= CHALLENGE =
Find each line in the rows below that contains the word "stand" and copy those lines out.

(Entries from a dataset)
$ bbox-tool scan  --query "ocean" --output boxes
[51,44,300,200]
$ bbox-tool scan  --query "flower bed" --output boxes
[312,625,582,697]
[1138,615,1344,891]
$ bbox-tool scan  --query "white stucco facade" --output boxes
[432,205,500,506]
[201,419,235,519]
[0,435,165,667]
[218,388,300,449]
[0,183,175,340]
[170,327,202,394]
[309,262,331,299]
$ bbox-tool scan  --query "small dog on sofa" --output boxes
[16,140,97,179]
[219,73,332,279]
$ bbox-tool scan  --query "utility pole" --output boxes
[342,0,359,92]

--

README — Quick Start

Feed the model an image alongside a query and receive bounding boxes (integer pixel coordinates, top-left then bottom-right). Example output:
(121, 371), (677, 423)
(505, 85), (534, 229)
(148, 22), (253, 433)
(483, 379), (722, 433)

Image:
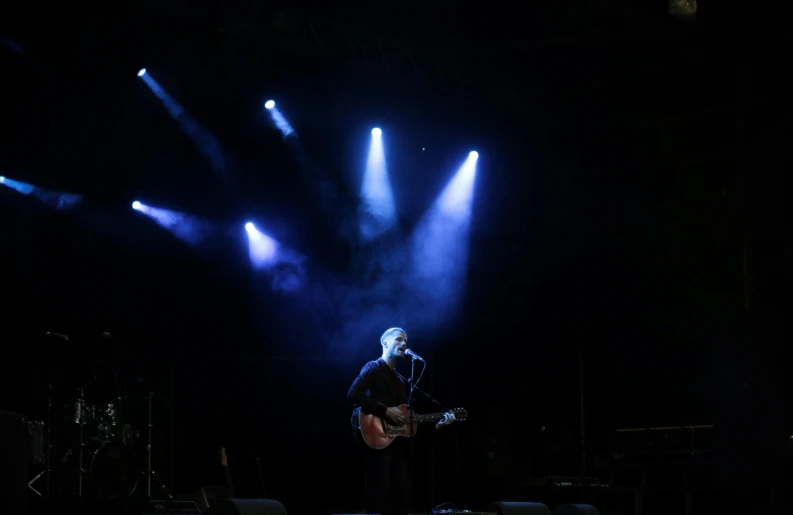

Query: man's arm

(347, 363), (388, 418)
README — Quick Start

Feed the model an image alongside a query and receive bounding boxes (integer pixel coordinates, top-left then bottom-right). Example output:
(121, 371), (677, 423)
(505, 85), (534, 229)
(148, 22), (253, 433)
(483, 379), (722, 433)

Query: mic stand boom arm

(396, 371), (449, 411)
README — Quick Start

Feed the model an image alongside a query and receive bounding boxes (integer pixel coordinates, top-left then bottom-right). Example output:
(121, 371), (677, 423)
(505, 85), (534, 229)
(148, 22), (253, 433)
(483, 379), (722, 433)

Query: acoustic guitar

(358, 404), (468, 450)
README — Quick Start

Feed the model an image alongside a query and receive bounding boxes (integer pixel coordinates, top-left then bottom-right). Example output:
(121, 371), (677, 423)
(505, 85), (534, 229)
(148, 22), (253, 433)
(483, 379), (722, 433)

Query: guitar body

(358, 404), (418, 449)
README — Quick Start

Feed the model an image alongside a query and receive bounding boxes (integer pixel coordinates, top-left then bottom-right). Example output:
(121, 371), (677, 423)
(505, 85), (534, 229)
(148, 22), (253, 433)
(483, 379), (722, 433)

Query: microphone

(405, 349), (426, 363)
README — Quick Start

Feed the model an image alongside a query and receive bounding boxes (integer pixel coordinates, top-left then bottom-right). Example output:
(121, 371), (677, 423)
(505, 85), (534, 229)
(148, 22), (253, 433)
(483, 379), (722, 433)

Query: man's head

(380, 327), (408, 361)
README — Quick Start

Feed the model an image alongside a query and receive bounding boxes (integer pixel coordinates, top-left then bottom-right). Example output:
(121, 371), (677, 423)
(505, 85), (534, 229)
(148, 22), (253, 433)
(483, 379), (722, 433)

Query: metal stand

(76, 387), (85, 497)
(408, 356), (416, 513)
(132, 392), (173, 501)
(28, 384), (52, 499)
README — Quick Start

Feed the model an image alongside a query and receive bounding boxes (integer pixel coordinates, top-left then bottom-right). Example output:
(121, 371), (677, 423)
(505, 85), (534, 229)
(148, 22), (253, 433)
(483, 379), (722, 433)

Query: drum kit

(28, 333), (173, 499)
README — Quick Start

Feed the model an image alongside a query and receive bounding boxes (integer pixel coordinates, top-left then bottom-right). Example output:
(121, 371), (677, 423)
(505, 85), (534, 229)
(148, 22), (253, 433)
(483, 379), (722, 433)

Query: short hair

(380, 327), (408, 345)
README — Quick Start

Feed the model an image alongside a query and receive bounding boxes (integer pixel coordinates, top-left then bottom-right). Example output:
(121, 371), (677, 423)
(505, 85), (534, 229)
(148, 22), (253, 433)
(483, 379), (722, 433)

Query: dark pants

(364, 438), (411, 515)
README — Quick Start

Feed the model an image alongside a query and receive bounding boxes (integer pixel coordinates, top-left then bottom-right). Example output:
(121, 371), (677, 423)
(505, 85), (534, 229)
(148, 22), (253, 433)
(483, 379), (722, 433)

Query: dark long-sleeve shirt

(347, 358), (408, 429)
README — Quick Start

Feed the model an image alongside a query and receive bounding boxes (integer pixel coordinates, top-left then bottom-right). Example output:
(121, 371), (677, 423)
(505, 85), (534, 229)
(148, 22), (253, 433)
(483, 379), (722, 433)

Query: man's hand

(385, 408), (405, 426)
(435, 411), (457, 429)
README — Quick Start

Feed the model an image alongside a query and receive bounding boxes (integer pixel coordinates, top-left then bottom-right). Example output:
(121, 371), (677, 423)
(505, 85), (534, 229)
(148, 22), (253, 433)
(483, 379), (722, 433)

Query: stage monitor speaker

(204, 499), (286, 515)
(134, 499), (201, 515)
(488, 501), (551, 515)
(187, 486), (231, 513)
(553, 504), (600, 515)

= COMPLETE ANSWER =
Query: mic stand boom arm
Query: metal stand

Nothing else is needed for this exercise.